[[ Supplied records open ]]
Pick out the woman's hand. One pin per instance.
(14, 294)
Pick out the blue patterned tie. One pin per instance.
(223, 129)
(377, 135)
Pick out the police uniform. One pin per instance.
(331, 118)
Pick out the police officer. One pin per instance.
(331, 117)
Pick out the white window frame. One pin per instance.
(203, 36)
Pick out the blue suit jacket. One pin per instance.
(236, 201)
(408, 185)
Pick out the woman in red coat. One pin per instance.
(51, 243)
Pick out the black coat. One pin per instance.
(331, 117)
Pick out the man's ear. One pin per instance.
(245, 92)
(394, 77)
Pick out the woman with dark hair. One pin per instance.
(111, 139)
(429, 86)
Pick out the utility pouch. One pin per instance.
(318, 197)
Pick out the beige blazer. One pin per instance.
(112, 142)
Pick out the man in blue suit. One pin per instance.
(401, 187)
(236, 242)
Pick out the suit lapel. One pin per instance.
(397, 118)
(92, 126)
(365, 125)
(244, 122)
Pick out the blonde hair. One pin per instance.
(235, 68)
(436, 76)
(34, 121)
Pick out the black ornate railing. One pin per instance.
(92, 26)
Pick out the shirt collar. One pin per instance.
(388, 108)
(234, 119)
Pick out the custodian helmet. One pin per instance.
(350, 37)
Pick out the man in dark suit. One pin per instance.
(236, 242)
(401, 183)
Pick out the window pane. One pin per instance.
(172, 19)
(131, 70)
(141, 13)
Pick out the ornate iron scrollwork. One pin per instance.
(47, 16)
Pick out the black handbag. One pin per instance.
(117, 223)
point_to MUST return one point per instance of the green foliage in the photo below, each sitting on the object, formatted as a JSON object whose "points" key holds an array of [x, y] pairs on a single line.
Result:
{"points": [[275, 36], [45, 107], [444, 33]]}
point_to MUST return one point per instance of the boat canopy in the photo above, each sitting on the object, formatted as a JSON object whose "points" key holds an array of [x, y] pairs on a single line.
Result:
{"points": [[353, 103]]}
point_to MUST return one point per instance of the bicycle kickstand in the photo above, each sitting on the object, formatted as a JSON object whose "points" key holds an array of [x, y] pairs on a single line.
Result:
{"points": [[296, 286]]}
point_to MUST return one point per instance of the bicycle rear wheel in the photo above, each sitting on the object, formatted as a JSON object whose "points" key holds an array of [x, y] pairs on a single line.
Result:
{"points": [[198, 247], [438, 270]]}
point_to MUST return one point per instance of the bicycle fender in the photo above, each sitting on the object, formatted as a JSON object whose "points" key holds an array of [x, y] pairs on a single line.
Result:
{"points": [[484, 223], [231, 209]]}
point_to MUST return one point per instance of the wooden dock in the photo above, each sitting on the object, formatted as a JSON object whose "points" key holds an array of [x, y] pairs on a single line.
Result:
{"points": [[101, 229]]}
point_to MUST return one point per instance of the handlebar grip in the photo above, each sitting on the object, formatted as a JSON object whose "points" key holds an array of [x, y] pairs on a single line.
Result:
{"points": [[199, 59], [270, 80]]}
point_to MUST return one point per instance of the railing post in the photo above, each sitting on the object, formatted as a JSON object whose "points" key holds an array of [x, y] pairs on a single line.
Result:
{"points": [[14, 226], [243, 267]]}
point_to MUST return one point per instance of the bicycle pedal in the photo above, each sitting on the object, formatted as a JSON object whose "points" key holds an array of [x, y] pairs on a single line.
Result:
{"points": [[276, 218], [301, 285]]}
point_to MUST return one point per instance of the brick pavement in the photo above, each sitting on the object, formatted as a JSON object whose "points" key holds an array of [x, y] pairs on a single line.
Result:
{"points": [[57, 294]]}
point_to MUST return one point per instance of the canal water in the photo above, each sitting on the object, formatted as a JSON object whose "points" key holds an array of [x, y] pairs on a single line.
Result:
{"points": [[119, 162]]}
[[ Supplied records closed ]]
What is needed:
Only the number is wanted: how many lines in the listing contain the word "bicycle"?

Result:
4